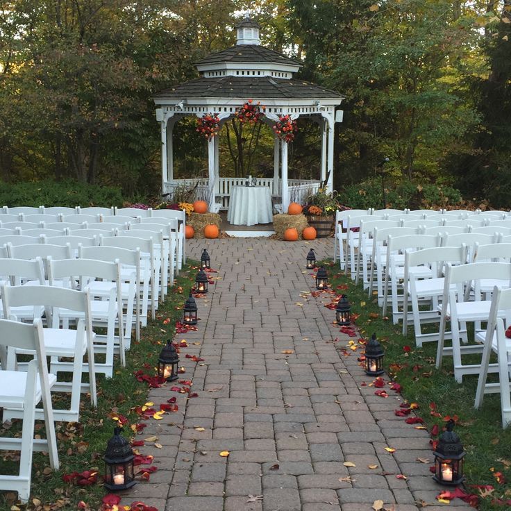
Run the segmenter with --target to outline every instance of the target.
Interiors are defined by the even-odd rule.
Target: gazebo
[[[187,115],[199,118],[217,114],[221,124],[236,115],[249,99],[265,106],[265,122],[273,126],[279,116],[292,119],[308,117],[319,124],[321,133],[321,176],[317,180],[288,179],[288,142],[274,138],[274,176],[260,178],[257,184],[269,186],[272,196],[280,199],[287,212],[290,197],[299,201],[326,181],[332,190],[333,135],[335,122],[342,122],[343,112],[335,110],[342,96],[319,85],[294,78],[301,62],[261,46],[260,26],[246,17],[236,26],[236,45],[203,58],[195,65],[200,78],[162,90],[153,96],[156,119],[162,141],[162,193],[171,193],[180,185],[197,185],[199,196],[210,211],[226,210],[232,186],[244,184],[245,178],[219,176],[219,140],[208,144],[208,177],[196,180],[174,179],[172,138],[176,122]],[[277,201],[278,201],[277,199]]]

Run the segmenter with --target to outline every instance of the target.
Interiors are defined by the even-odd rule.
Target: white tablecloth
[[[271,223],[269,188],[267,186],[233,186],[231,189],[227,220],[235,226]]]

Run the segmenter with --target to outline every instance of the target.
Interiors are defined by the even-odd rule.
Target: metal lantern
[[[369,376],[379,376],[383,374],[383,349],[374,333],[365,345],[365,373]]]
[[[314,249],[311,249],[307,254],[307,269],[312,269],[316,267],[316,254]]]
[[[335,319],[337,324],[342,326],[351,324],[351,305],[346,294],[341,295],[335,305]]]
[[[328,274],[326,270],[321,266],[319,268],[316,274],[316,289],[324,290],[328,286]]]
[[[103,459],[106,488],[117,492],[135,485],[133,451],[128,440],[121,435],[120,428],[114,428],[114,435],[108,440]]]
[[[158,376],[164,378],[167,381],[175,381],[178,379],[178,365],[179,356],[172,341],[167,341],[167,346],[163,346],[158,359]]]
[[[207,293],[209,287],[208,276],[203,269],[199,270],[197,276],[195,277],[195,292]]]
[[[211,260],[206,249],[203,249],[202,255],[201,255],[201,268],[203,269],[206,269],[206,268],[208,269],[211,269]]]
[[[441,485],[455,486],[464,479],[463,476],[463,444],[460,437],[453,431],[455,422],[451,419],[446,425],[437,449],[433,451],[435,455],[435,475],[433,479]]]
[[[183,308],[183,322],[185,325],[197,324],[197,304],[191,292]]]

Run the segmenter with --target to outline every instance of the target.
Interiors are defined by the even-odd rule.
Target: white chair
[[[464,374],[477,374],[480,365],[463,365],[462,355],[465,353],[480,353],[480,344],[461,346],[468,342],[466,324],[468,322],[487,321],[489,317],[491,300],[482,300],[479,292],[478,281],[481,279],[495,279],[500,281],[501,287],[511,285],[511,264],[508,262],[472,262],[460,266],[447,265],[440,317],[440,330],[437,349],[437,368],[442,365],[444,355],[452,354],[454,377],[461,383]],[[471,283],[474,283],[474,300],[466,299]],[[448,318],[451,319],[452,348],[445,347],[445,331]],[[477,331],[476,332],[477,333]]]
[[[94,353],[94,371],[107,378],[113,376],[114,353],[118,349],[121,364],[126,366],[124,357],[124,319],[122,311],[120,264],[119,261],[101,261],[90,259],[49,260],[51,282],[64,281],[67,288],[87,290],[89,295],[89,317],[92,328],[106,328],[104,334],[95,333],[92,349]],[[101,279],[99,281],[99,279]],[[133,292],[134,295],[134,290]],[[131,301],[133,310],[133,301]],[[85,318],[80,309],[69,307],[60,311],[60,318],[69,320]],[[117,335],[115,328],[117,327]],[[105,361],[95,360],[96,355],[104,355]],[[65,361],[52,361],[52,371],[69,370],[70,364]],[[90,367],[89,367],[90,370]]]
[[[138,208],[115,208],[114,215],[122,215],[126,217],[133,217],[137,218],[140,217],[141,218],[148,218],[151,216],[151,210],[142,210]]]
[[[28,501],[32,475],[32,454],[34,450],[49,453],[50,467],[59,468],[57,438],[50,389],[56,377],[48,374],[42,326],[40,320],[33,325],[0,319],[0,346],[33,350],[36,359],[28,363],[28,371],[0,371],[0,407],[19,410],[23,416],[21,438],[2,437],[0,449],[19,451],[19,470],[15,475],[0,474],[0,490],[17,492],[22,503]],[[42,402],[46,440],[34,439],[35,405]]]
[[[404,303],[403,305],[403,335],[408,334],[408,308],[412,305],[415,344],[422,346],[423,342],[438,340],[438,333],[423,333],[422,326],[426,324],[438,323],[439,297],[444,293],[443,268],[444,263],[462,265],[466,258],[467,247],[462,244],[455,246],[439,246],[412,251],[405,251],[405,277],[403,283]],[[417,271],[410,269],[419,266],[431,268],[431,277],[417,278]],[[424,303],[429,307],[424,308]]]
[[[131,345],[131,329],[135,323],[136,340],[140,340],[140,324],[142,319],[140,317],[140,308],[135,306],[136,297],[140,294],[140,251],[119,249],[115,246],[80,246],[78,257],[81,259],[91,259],[97,261],[119,262],[121,264],[120,285],[121,303],[126,303],[126,314],[122,317],[124,324],[124,337],[123,342],[116,342],[116,351],[119,348],[121,355],[121,362],[123,367],[126,365],[124,351],[119,347],[124,345],[124,350],[130,349]],[[111,280],[111,279],[110,279]],[[123,285],[124,284],[124,285]],[[103,293],[107,296],[112,289],[112,284],[108,282],[91,282],[88,284],[91,293],[101,296]],[[137,302],[137,303],[139,302]],[[133,318],[133,310],[135,315]],[[122,328],[119,328],[119,335]],[[119,346],[117,346],[119,345]]]
[[[504,315],[505,319],[499,317]],[[511,383],[510,383],[510,361],[511,360],[511,340],[505,335],[505,327],[511,325],[511,289],[501,289],[495,286],[488,324],[484,336],[484,348],[481,358],[477,391],[474,406],[479,408],[485,394],[501,394],[502,427],[511,424]],[[491,365],[492,353],[496,353],[497,365]],[[497,365],[499,381],[487,383],[488,372],[492,365]]]
[[[428,236],[425,234],[414,234],[405,236],[389,236],[387,240],[387,260],[385,262],[385,280],[383,282],[383,313],[387,315],[387,303],[389,291],[392,292],[392,322],[397,324],[403,317],[403,312],[399,310],[399,302],[403,296],[398,296],[400,283],[405,276],[404,251],[407,249],[420,250],[439,246],[442,238],[439,236]],[[410,271],[416,271],[418,276],[424,278],[431,275],[431,270],[419,267]]]
[[[97,405],[96,392],[96,374],[93,350],[92,328],[90,323],[90,299],[87,290],[83,292],[40,286],[2,285],[3,315],[8,319],[17,319],[14,308],[44,307],[51,311],[51,326],[43,329],[44,349],[47,356],[51,357],[50,371],[54,374],[65,371],[72,374],[72,382],[57,379],[53,390],[58,392],[70,392],[71,401],[69,408],[54,408],[55,420],[77,422],[80,417],[80,394],[86,392],[90,394],[92,406]],[[62,315],[69,309],[77,311],[81,319],[77,321],[76,330],[59,328]],[[48,319],[49,321],[50,320]],[[34,355],[32,351],[11,349],[8,351],[7,367],[12,369],[17,365],[17,355]],[[87,354],[88,363],[85,363]],[[71,358],[72,362],[66,362],[68,367],[63,369],[59,360]],[[89,382],[82,383],[82,375],[87,371]],[[3,410],[4,419],[20,417],[19,410],[7,407]],[[35,417],[42,418],[42,411],[35,410]]]

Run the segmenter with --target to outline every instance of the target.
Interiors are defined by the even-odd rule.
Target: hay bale
[[[299,239],[301,240],[301,231],[308,225],[305,215],[274,215],[274,231],[278,240],[284,239],[285,230],[290,227],[296,229]]]
[[[213,224],[220,228],[221,218],[218,213],[190,213],[186,217],[186,223],[195,231],[194,237],[204,237],[204,228]]]

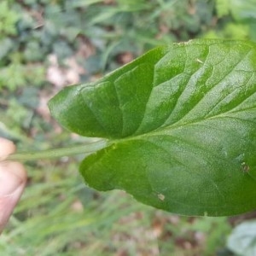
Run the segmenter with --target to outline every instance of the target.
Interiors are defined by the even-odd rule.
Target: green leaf
[[[230,236],[228,248],[237,255],[256,254],[256,222],[247,221],[237,225]]]
[[[49,102],[71,131],[109,139],[80,172],[185,215],[256,208],[256,45],[194,40],[158,47]]]

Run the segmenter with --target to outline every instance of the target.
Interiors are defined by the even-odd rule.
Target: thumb
[[[0,158],[15,150],[13,143],[0,138]],[[26,180],[23,166],[18,162],[0,162],[0,233],[21,196]]]

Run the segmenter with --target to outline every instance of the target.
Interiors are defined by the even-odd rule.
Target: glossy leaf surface
[[[256,45],[156,48],[49,102],[66,128],[109,139],[80,172],[98,190],[185,215],[256,208]]]

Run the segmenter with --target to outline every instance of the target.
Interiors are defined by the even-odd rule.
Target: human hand
[[[4,161],[15,151],[12,142],[0,137],[0,234],[21,196],[26,181],[26,173],[20,163]]]

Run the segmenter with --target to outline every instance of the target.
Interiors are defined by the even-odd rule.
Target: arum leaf
[[[80,172],[185,215],[256,208],[256,45],[195,40],[162,46],[49,102],[66,128],[109,145]]]

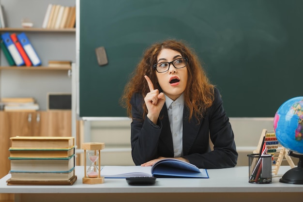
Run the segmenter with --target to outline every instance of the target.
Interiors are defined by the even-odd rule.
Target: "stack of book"
[[[73,28],[76,26],[76,6],[49,4],[46,9],[42,28]]]
[[[10,66],[41,65],[41,60],[24,32],[1,34],[0,47]]]
[[[3,17],[3,12],[2,9],[2,5],[0,3],[0,28],[4,28],[5,27],[4,22],[4,18]]]
[[[71,185],[76,180],[73,137],[17,136],[11,140],[8,185]]]
[[[34,111],[39,109],[33,97],[2,97],[0,103],[4,111]]]

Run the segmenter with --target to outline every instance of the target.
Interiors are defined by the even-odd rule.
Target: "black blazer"
[[[164,104],[156,125],[147,117],[142,118],[144,98],[135,93],[131,100],[133,121],[131,124],[132,155],[136,165],[159,156],[173,157],[172,138],[167,110]],[[215,88],[214,101],[198,120],[194,116],[188,120],[188,109],[183,113],[183,154],[191,163],[198,168],[229,168],[237,164],[238,153],[234,134],[222,105],[219,91]],[[214,145],[210,151],[209,137]]]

▶ _EXERCISE INSTRUCTIONS_: Show each line of the records that contains the string "leaf", treating uppercase and lowercase as different.

▶ _CORRECT OUTPUT_:
Target: green leaf
Target: glossy leaf surface
Target: arum leaf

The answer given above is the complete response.